- What you need to do
Quote, without change, all of the lines that follow.

- Dataset excerpt
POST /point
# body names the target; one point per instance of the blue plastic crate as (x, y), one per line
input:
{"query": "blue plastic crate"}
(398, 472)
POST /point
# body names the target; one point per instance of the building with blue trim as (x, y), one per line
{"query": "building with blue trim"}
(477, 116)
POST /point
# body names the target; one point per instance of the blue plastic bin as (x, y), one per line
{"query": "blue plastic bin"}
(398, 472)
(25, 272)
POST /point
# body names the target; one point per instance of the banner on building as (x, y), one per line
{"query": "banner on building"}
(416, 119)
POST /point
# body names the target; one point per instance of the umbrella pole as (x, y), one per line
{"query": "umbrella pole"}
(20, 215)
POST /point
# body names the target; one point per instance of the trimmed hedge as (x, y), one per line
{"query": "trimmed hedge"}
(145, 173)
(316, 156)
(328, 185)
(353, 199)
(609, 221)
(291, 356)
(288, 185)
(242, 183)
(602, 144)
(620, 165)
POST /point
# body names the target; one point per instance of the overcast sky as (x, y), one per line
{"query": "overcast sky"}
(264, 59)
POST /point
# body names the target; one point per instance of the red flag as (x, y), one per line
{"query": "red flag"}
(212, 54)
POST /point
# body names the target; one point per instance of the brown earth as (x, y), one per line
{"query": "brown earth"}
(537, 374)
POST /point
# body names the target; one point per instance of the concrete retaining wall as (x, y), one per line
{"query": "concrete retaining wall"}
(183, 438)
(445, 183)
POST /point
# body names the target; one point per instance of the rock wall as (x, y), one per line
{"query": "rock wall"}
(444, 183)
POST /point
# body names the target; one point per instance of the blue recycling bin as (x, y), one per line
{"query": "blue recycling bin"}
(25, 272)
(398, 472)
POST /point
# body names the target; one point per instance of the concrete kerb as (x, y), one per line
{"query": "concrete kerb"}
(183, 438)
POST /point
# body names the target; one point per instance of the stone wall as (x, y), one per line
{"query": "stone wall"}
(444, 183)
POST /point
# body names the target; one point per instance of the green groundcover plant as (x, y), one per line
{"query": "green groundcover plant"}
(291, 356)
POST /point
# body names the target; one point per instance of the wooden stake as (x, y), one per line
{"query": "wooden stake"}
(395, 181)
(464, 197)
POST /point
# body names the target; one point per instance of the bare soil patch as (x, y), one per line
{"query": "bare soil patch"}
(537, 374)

- Solved exercise
POST /point
# body names the target; one point per instance of the blue plastic crate as (x, y), one per line
input:
{"query": "blue plastic crate"}
(398, 472)
POST /point
# body names the target; one point per instance of the building with blue trim as (x, y), one per line
{"query": "building with blue trim"}
(477, 116)
POST /point
# body names the target; one point per instance of the blue plastic bin as (x, y), one per line
{"query": "blue plastic bin"}
(398, 472)
(25, 272)
POST /point
# body names the target; one point per instance of the banner on building as (x, y), one per line
{"query": "banner on building"}
(416, 119)
POST /point
# body names the target; one point per instance of the umbrella pole as (x, y), one per line
{"query": "umbrella pole"}
(20, 215)
POST /point
# body names the target; one point per instance of the trimmed hedge as (x, y), one per line
{"query": "trimmed hedge"}
(145, 173)
(316, 156)
(328, 185)
(353, 199)
(609, 221)
(291, 356)
(288, 185)
(242, 183)
(602, 144)
(620, 165)
POST /point
# body names the target; one point per instance of the overcast sky as (x, y), one per line
{"query": "overcast sky"}
(264, 59)
POST /point
# body names the target; one point per instance of the red flag as (x, y), one per line
{"query": "red flag"}
(212, 54)
POST /point
# body names the target; one point per instance of the brown earth as (x, y), one per line
{"query": "brown earth"}
(537, 374)
POST /point
# body names the target; one point per instance of the concrete retaining wall as (x, y), one per line
{"query": "concrete retaining wall"}
(183, 438)
(445, 183)
POST /point
# body names the target; one point per instance of the rock wall as (x, y), one per line
{"query": "rock wall"}
(444, 183)
POST /point
# body names the target; one point per instance of the blue recycling bin as (x, y), one per line
{"query": "blue recycling bin"}
(25, 272)
(398, 472)
POST /point
# body names the target; one point per instance of the concrete kerb as (x, y), one per line
{"query": "concrete kerb"}
(183, 438)
POST /point
# body names the target; one point per instance of the stone wall as (x, y), one per line
{"query": "stone wall"}
(444, 183)
POST /point
# body names the target; one point per instance of the green groundcover plant as (x, y), one per line
{"query": "green groundcover plant"}
(291, 356)
POST /point
# body names the target; one point per instance of the wooden stake as (x, y), one per line
{"query": "wooden stake"}
(395, 181)
(464, 197)
POST /point
# body names the target; one point per instance of the bare soil patch as (x, y), one per line
{"query": "bare soil patch"}
(537, 374)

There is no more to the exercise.